◆ Written exercise:
Count the lines in the listing below that contain the string "ymin". Reply with the number only.

Source data:
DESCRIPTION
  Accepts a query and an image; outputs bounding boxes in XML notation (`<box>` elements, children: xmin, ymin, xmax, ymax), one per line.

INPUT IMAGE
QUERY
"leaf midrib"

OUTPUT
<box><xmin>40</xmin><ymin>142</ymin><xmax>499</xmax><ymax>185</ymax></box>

◆ Worked answer:
2